Format the rows from the line containing "If it's not too much trouble, could you box the folded" down through the line containing "[0,312,750,421]" as a two-column CSV with the columns text and boxes. Give one CSV line per row, with its text and its answer each in a single quoted field, replace line breaks with spaces, and leave out the pictures.

[Records of labeled boxes]
:::::

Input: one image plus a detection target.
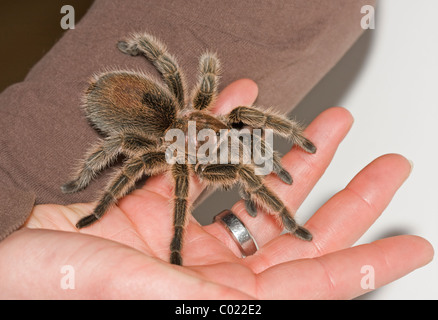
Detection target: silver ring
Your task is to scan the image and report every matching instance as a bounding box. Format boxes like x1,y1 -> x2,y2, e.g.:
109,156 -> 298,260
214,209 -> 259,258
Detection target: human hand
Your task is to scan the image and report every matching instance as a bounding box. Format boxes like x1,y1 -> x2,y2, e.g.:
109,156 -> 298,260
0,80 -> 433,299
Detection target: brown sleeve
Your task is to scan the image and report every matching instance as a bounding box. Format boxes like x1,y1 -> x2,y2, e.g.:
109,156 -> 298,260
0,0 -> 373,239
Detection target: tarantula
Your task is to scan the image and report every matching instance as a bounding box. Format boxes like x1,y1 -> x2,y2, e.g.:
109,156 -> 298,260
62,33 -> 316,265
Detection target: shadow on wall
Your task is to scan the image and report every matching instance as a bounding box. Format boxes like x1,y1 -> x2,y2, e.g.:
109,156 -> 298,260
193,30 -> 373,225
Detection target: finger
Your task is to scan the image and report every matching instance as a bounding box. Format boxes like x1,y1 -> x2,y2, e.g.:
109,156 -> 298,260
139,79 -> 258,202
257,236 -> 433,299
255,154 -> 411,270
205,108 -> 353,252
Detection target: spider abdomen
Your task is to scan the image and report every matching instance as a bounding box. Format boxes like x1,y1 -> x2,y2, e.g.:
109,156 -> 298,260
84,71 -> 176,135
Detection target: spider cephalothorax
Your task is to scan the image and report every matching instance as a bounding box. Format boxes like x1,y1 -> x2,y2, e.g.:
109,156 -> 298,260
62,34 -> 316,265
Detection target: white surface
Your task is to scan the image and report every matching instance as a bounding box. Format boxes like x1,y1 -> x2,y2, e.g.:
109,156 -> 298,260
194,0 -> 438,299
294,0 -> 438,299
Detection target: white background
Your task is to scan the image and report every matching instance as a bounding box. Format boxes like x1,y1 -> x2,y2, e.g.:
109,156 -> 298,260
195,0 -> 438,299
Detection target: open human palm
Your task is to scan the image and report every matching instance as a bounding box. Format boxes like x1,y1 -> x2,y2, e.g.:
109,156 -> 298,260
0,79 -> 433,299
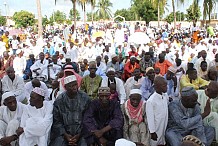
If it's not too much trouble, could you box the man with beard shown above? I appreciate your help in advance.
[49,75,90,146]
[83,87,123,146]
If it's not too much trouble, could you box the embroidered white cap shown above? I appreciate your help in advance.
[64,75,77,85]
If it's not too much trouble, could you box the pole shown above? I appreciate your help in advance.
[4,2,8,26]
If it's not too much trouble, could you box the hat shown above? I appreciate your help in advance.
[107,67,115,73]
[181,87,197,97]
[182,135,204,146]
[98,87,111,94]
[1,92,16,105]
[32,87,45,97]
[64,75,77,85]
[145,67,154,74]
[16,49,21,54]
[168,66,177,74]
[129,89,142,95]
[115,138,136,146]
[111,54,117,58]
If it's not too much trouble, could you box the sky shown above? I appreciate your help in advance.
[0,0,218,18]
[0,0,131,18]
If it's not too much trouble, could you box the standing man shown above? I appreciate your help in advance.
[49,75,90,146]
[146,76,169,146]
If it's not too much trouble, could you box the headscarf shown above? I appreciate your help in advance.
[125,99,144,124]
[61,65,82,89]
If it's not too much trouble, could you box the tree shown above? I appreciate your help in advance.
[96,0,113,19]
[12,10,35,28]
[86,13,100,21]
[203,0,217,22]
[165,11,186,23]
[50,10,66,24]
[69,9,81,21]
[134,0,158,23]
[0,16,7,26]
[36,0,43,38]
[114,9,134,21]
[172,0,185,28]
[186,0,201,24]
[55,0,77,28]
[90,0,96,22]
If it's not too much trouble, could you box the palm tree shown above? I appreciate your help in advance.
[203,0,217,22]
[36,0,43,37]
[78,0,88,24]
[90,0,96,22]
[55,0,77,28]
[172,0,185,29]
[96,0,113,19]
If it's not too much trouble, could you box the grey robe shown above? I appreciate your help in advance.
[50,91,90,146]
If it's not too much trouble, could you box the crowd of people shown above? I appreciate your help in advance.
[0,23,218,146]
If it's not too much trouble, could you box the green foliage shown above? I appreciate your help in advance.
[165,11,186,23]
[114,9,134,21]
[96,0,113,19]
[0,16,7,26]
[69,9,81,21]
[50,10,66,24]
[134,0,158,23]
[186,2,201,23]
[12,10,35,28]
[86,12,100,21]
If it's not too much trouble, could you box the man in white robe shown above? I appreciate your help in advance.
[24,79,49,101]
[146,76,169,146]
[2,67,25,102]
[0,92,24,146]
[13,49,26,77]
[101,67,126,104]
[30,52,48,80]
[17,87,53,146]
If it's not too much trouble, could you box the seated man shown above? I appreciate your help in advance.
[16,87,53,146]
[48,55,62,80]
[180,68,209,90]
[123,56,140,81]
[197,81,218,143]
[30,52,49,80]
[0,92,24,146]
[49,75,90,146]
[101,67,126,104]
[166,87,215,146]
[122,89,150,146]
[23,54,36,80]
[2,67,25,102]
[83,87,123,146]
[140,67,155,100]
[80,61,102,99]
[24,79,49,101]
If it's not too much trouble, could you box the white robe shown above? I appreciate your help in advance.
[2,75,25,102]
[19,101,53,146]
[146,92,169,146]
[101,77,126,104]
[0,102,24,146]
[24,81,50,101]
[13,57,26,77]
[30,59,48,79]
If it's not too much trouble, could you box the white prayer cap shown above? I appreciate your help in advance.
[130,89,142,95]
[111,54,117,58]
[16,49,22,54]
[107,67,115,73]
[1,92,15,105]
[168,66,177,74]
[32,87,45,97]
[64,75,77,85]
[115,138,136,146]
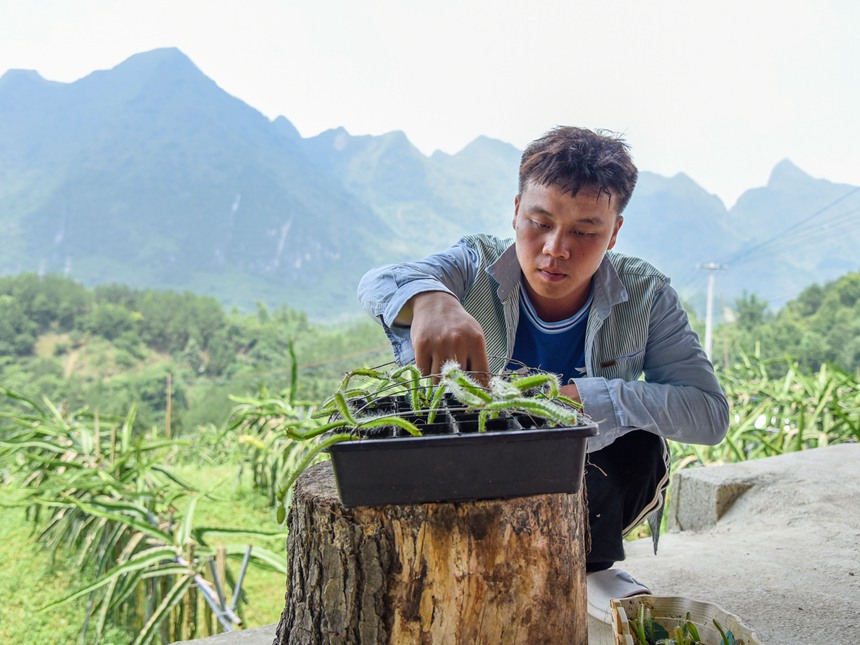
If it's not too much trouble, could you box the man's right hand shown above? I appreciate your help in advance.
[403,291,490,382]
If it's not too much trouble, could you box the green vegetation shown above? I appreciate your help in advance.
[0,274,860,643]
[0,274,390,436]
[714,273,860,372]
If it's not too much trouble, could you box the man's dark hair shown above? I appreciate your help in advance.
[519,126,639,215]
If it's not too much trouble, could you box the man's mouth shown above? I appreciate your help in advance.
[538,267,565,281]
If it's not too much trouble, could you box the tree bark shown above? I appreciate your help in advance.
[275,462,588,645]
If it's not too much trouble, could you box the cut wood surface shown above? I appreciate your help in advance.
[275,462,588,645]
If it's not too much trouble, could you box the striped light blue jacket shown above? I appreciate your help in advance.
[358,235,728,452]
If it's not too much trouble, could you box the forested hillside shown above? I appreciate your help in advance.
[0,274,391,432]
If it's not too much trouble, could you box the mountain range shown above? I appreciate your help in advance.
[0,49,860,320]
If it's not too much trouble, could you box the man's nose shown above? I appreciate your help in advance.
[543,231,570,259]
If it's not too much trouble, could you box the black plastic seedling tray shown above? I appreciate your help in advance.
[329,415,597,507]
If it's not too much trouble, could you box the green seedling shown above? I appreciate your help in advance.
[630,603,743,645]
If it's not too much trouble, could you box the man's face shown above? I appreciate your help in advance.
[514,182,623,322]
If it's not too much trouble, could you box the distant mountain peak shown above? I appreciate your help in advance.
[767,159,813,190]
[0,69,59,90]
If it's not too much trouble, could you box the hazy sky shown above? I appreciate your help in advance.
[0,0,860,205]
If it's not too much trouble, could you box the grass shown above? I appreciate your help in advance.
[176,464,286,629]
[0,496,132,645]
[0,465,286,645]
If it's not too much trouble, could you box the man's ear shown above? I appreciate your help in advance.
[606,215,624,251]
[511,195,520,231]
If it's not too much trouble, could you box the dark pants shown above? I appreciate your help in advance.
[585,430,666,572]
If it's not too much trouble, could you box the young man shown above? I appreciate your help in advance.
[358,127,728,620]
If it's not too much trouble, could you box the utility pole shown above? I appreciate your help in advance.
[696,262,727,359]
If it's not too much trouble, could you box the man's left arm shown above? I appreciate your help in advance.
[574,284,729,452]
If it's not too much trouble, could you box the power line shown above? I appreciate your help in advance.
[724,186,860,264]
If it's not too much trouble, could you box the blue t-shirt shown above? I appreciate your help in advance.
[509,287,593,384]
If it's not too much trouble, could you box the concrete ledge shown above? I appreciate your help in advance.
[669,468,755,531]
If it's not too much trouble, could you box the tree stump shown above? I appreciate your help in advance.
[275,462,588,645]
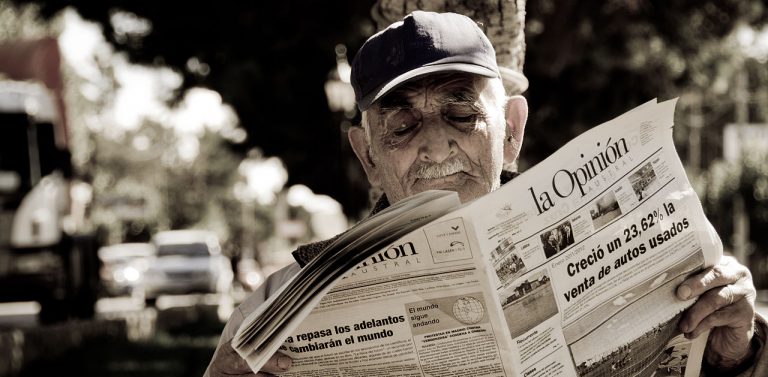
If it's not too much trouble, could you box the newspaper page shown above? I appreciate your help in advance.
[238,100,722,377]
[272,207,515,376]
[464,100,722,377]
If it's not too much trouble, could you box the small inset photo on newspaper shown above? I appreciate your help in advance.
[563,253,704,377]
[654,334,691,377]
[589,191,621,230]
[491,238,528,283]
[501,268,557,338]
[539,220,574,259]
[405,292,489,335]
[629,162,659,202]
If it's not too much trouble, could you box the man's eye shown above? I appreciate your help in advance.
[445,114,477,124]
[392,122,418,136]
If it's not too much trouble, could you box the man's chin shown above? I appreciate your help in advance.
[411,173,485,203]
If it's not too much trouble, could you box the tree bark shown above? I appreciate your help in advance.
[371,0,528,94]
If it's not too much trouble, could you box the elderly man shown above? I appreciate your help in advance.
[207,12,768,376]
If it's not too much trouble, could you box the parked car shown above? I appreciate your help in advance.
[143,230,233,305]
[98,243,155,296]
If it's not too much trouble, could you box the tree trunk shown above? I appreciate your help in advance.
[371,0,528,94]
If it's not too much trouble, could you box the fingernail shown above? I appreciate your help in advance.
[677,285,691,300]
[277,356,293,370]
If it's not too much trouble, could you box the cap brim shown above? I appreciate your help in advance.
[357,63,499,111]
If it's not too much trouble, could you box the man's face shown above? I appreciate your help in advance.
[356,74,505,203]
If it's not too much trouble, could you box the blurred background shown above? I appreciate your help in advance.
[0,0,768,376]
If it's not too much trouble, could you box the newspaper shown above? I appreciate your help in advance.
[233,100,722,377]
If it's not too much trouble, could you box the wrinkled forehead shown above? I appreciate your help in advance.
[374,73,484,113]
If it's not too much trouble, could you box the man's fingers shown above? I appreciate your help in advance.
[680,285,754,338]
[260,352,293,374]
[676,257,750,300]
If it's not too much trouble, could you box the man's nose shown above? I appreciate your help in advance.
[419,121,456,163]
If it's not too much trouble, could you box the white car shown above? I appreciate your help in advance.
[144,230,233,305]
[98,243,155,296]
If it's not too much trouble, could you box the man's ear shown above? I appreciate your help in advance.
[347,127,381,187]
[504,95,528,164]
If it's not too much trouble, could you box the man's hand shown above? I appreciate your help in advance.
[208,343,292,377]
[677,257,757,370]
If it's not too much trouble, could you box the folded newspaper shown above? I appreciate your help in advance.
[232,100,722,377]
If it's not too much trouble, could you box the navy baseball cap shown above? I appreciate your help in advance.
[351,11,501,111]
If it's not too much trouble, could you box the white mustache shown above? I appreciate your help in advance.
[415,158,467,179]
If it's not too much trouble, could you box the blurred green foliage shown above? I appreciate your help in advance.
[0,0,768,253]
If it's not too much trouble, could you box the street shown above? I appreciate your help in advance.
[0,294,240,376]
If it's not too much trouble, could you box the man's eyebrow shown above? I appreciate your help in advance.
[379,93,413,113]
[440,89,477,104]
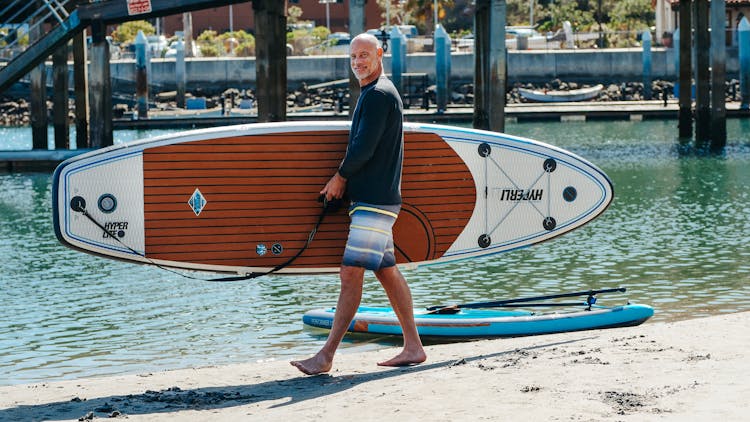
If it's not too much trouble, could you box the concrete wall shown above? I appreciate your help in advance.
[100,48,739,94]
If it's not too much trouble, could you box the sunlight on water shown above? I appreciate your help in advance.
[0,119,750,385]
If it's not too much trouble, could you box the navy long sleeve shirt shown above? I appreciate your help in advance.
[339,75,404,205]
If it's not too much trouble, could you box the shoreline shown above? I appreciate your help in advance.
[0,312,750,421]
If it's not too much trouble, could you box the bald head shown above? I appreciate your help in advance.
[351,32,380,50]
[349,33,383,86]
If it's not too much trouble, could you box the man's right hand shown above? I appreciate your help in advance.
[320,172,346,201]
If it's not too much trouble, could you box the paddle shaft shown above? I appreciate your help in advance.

:::::

### Output of the exercise:
text,boxes
"If it's not too much trouble, could you box the folded newspaper shown above? I appreciate your help in advance.","[232,100,722,377]"
"If it's not too much trouble, could you box the navy baseball cap shown above? I appreciate your help in advance.","[351,11,501,111]"
"If it's not too much trouble, could you box the white mustache shown above? I appreciate your help in advance.","[415,158,467,179]"
"If it's not too much trouble, could you box the blurred green foliage shown above? I appreciate your help in advance.","[0,0,768,253]"
"If it's not too much trouble, could you box the street shown above? I appreciate your help in advance.","[0,294,240,376]"
"If it's not too much trouble, could you box the man's eyebrow shown above? I appreciate your help in advance.","[379,93,413,113] [440,89,477,104]"
"If it's not too much trouble, could you box the concrete wall shown above? I appreciate your help in advance.","[100,48,739,94]"
"If it's not too much trouble, could you box the sunlight on water shown above? I appreciate your help in advance.","[0,119,750,385]"
"If it's not too much trouble, could you box the navy long sleeve shirt shown above? I appreciate your help in advance.","[339,75,404,205]"
"If it's not too much trouble, could you box the shoreline shown above? I appreciate your help in advance.","[0,312,750,421]"